▸ Records from a collection:
◇ ◇ ◇ ◇ ◇ ◇ ◇
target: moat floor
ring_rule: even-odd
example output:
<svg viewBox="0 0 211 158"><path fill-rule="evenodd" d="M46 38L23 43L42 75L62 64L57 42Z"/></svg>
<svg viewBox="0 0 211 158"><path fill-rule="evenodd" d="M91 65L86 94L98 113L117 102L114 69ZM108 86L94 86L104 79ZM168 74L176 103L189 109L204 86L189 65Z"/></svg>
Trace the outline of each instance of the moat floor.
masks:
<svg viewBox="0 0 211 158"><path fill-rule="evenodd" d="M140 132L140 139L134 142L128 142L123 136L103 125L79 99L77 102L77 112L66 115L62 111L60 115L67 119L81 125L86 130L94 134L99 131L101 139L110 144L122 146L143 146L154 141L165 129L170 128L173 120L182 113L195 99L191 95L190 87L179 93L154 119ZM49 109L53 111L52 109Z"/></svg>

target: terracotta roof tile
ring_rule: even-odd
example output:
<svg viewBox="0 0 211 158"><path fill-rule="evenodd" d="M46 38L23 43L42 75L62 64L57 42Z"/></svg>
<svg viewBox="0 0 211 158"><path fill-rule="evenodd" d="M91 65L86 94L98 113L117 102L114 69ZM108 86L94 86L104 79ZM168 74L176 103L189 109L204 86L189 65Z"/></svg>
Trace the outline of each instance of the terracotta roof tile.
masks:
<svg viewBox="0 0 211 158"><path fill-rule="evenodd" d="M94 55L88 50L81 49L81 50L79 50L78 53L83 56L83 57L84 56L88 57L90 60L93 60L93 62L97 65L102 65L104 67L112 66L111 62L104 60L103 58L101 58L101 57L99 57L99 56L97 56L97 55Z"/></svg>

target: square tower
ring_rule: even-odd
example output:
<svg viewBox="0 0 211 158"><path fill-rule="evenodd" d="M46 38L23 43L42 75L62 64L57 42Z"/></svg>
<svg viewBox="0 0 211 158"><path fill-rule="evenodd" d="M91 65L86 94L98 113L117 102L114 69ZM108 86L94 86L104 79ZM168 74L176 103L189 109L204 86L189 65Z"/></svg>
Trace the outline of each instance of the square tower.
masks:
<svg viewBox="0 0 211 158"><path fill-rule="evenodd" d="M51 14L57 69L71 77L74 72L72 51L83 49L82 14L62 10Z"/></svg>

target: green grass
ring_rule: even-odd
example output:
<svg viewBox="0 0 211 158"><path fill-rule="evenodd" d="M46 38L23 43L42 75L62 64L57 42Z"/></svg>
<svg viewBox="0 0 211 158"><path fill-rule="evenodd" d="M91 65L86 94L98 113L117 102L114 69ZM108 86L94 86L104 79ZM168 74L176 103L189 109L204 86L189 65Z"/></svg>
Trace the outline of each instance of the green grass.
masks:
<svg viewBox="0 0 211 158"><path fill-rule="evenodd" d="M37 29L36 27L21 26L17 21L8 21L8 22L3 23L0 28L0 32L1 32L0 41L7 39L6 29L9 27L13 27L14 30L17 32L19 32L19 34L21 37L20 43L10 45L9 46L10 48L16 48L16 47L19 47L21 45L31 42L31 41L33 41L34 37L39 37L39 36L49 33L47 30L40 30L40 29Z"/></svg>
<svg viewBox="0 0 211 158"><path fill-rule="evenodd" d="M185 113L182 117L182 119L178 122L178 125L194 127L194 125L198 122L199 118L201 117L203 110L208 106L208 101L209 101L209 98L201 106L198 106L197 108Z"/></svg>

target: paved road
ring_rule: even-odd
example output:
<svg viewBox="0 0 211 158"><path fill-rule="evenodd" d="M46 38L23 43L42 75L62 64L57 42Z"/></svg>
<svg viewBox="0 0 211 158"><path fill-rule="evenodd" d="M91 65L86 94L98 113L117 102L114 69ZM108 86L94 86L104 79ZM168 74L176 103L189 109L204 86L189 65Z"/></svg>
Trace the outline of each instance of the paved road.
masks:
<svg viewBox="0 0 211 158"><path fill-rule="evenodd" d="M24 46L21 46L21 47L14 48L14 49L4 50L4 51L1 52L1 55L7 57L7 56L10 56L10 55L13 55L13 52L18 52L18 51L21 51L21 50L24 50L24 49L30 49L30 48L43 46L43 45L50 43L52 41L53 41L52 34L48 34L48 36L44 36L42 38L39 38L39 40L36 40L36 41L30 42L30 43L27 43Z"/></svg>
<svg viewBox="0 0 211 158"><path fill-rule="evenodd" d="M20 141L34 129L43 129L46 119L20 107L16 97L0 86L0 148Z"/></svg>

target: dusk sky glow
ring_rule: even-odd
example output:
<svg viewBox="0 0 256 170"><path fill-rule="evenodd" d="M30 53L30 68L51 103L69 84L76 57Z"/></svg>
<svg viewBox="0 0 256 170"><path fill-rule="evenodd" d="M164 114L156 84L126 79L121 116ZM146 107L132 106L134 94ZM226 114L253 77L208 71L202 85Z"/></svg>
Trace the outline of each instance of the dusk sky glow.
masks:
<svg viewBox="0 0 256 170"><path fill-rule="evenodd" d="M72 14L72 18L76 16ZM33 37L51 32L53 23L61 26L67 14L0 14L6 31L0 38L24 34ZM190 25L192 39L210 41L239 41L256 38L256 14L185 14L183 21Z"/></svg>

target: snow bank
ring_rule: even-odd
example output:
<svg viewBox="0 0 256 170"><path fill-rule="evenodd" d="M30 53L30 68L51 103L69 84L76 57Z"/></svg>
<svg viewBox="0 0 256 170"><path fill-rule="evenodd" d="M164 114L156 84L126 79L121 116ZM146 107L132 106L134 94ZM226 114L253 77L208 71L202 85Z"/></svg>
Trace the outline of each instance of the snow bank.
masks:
◇ ◇ ◇ ◇ ◇ ◇ ◇
▸ Stated goal: Copy the records above word for word, from their first line through the line containing "132L140 139L134 142L128", with both of those lines included.

▸ Full output:
target: moat floor
ring_rule: even-odd
example output:
<svg viewBox="0 0 211 158"><path fill-rule="evenodd" d="M46 38L23 43L42 75L62 64L57 42Z"/></svg>
<svg viewBox="0 0 211 158"><path fill-rule="evenodd" d="M91 65L86 94L98 113L117 102L114 69ZM108 86L94 86L104 79ZM168 74L176 103L189 109L204 86L189 65Z"/></svg>
Trace the outline of each instance of the moat floor.
masks:
<svg viewBox="0 0 211 158"><path fill-rule="evenodd" d="M140 132L140 139L134 142L128 142L123 136L103 125L79 99L77 102L77 112L66 115L62 111L60 115L67 119L81 125L86 130L94 134L99 131L101 139L110 144L122 146L143 146L154 141L165 129L170 128L173 120L182 113L195 99L191 95L190 87L179 93L154 119ZM49 109L53 111L52 109Z"/></svg>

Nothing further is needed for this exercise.